Exercise passage:
In 1985’s Back to the Future, we travel through time with Marty McFly in a nuclear-powered DeLorean. Marty can do what man has desired to do since the beginning of time: control his destiny. In the first movie, Marty goes back to the past to save his parent’s marriage, and consequently his existence. In the lesser first sequel, Marty travels into the future to change the paths of his children. While these films are obviously fanciful, they do present an fascinating question. In the year 2011, would we consider ourselves to be closer to the technology found in Hill Valley in 1955, or the second film’s futuristic vision?
Certainly there would be flying cars and hover boards by 2011, wouldn’t there? But we still have our feet firmly on the ground, riding bicycles, skateboards, scooters and driving gas-powered cars. As we look around us, the computer is the obvious distinction between the present and the past. Yet, if we take a step back, so much of the technology we employ everyday has existed for decades. The television was invented in the 1930s, cars had air conditioning and radios by 1940, and films were in color. If you’ve seen The Wizard of Oz recently, the special effects are still decent -- and they’re 80 years old.
Science-Fiction movies made decades ago have influenced and even prophesied many of the tools and machines we use today. In Total Recall, Arnold is caught bringing a gun through a full-body x-ray screener, very much like the safety measures found in airports today. Tom Cruise, in Minority Report uses tech very familiar to anyone who’s ever used a touch-screen tablet or seen 3D TV. In Stanley Kubrick’s 2001: A Space Odyssey, Pan Am flies everyday individuals into space. Anyone who has $200,000 lying around can board Richard Branson’s similar airship.

Set of tasks:
1 - How would you translate this sentence from the passage on science fiction and technology into Spanish: "The television was invented in the 1930s, cars had air conditioning and radios by 1940, and films were in color."
2 - Does each statement agree with the passage on science fiction and technology? Answer yes or no for each and quote the words that decide it. (a) In the first movie, Marty travels into the future. (b) The television was invented in the 1930s. (c) In Total Recall, Arnold is caught bringing a gun through a full-body x-ray screener.
3 - Continue the passage on science fiction and technology after its final sentence.

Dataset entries
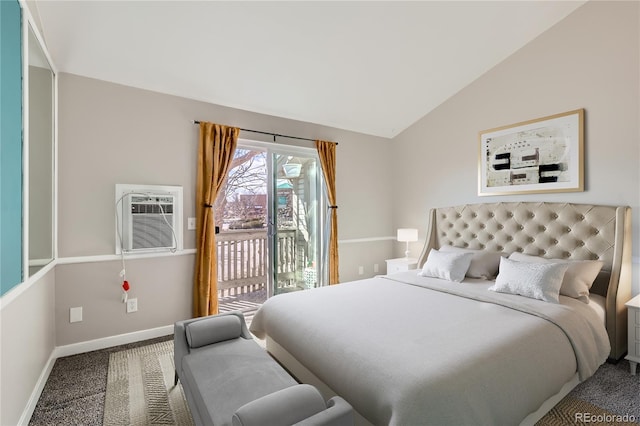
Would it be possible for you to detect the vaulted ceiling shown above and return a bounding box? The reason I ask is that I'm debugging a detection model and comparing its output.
[33,0,584,137]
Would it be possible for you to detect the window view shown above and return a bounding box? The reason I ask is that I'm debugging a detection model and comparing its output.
[214,146,322,315]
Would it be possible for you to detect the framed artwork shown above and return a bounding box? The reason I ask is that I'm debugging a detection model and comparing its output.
[478,109,584,196]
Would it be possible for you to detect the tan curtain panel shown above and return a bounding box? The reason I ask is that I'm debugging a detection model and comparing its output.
[193,122,240,317]
[316,140,340,285]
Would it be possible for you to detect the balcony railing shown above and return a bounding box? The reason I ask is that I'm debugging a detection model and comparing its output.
[216,229,299,299]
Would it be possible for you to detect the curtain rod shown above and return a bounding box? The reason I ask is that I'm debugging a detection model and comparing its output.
[193,120,338,145]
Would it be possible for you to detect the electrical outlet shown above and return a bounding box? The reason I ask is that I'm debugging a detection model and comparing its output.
[127,299,138,314]
[69,306,82,322]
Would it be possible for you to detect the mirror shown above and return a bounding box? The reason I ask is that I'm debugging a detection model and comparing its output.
[28,26,54,275]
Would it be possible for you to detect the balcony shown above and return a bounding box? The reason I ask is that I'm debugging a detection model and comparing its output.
[216,229,315,319]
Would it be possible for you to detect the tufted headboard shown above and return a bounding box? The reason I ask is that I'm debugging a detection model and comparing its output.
[418,202,631,359]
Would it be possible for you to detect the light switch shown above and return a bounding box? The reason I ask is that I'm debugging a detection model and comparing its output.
[69,306,82,322]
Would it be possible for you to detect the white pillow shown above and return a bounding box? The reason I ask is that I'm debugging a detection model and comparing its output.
[418,249,473,282]
[440,245,502,280]
[509,252,604,303]
[489,257,569,303]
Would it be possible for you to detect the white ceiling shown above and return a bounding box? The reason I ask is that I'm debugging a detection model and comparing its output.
[29,0,584,137]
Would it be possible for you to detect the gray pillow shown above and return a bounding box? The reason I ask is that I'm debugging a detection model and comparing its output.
[509,252,604,303]
[489,257,569,303]
[185,315,242,349]
[440,245,502,280]
[418,249,473,282]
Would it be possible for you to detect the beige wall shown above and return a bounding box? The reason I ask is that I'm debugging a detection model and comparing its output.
[56,73,393,345]
[0,269,56,425]
[392,1,640,294]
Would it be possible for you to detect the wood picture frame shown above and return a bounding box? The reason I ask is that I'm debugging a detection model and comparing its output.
[478,109,584,196]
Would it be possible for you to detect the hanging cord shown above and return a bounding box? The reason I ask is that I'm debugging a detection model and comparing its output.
[115,192,178,303]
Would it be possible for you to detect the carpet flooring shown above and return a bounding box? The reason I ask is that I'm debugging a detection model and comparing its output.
[29,335,640,426]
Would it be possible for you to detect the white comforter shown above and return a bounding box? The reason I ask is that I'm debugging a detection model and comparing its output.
[251,271,610,426]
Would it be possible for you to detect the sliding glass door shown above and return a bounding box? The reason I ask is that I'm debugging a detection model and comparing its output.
[215,140,326,310]
[269,147,324,295]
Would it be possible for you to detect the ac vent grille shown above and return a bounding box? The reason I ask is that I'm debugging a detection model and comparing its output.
[116,184,182,254]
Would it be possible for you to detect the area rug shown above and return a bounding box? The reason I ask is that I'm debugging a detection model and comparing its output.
[103,341,638,426]
[536,396,637,426]
[103,341,193,426]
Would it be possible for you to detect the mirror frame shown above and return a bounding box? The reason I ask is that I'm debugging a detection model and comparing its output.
[19,5,58,282]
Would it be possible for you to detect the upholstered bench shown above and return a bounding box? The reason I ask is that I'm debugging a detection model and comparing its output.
[174,312,354,426]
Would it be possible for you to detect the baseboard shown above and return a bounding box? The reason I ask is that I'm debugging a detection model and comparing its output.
[18,349,56,425]
[53,324,173,358]
[18,324,173,425]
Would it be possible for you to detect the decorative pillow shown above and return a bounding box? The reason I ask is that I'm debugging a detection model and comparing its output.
[509,252,604,303]
[418,249,473,282]
[489,257,569,303]
[185,315,242,349]
[440,245,502,280]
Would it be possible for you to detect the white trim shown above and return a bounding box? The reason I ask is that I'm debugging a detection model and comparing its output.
[18,349,56,425]
[0,259,56,311]
[52,324,173,358]
[58,249,196,265]
[338,237,396,244]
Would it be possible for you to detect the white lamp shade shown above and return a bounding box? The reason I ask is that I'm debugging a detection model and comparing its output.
[397,228,418,242]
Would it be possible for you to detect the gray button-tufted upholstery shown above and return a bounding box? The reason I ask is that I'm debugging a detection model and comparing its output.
[418,202,631,359]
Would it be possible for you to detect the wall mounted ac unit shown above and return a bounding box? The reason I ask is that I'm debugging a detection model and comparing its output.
[116,184,182,254]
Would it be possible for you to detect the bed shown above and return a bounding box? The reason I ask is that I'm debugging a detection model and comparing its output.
[251,202,631,426]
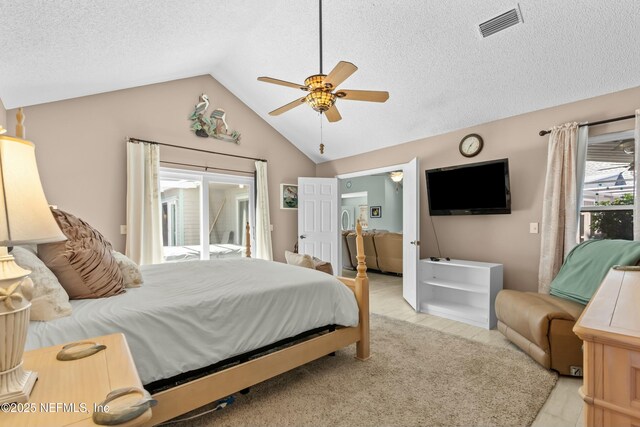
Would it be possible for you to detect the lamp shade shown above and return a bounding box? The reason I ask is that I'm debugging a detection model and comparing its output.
[0,135,66,246]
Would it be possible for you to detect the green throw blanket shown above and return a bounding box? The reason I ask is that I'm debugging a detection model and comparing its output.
[551,240,640,304]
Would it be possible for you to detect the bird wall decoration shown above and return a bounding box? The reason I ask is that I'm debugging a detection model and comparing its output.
[189,93,240,144]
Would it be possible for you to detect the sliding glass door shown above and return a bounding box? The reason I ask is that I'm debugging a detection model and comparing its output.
[160,168,255,262]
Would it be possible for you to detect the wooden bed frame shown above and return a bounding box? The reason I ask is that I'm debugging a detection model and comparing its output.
[148,222,370,425]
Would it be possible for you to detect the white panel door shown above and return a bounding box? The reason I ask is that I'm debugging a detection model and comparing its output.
[298,178,340,274]
[402,158,420,309]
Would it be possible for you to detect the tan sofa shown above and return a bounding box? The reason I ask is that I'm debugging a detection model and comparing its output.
[495,289,585,376]
[375,233,402,273]
[342,230,402,274]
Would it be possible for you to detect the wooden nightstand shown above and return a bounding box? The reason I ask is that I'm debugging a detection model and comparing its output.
[573,267,640,427]
[0,334,151,427]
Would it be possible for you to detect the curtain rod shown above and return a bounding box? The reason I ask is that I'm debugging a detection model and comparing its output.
[160,160,255,175]
[538,114,636,136]
[127,137,267,163]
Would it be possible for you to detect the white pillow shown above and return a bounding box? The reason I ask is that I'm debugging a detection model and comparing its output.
[112,251,142,288]
[284,251,315,270]
[11,246,71,320]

Per-task answers:
1 - La televisión se inventó en la década de 1930, los autos tenían aire acondicionado y radio para 1940, y las películas eran en color.

2 -
(a) No: "In the first movie, Marty goes back to the past to save his parent’s marriage"
(b) Yes: "The television was invented in the 1930s"
(c) Yes: "In Total Recall, Arnold is caught bringing a gun through a full-body x-ray screener"

3 -
Some of the most amazing futuristic technology is used everyday: Video phones and “Skyping” people on the other side of the world for free are commonplace. We are able today to clone sheep, cows and mice. Are humans next? The ethical dilemmas surrounding genetic engineering are being discussed right now. However, if you looked out the window at the world we reside in today, does it look more like 1955? Does your mental picture of life in 2011 match up to the reality?
Ultimately, there are advances seen around us everywhere to remind us that the future is occurring now: Video billboards, the internet tracking our every move for our advertising dollars, 3D television, movies that cost $13 for some reason. But here is where the more things change the more they stay the same: Chevrolet is still making convertibles, Universal is still making movies, and you can still watch Back to the Future any time you want -- though I’d skip that 2nd one and go directly to the third.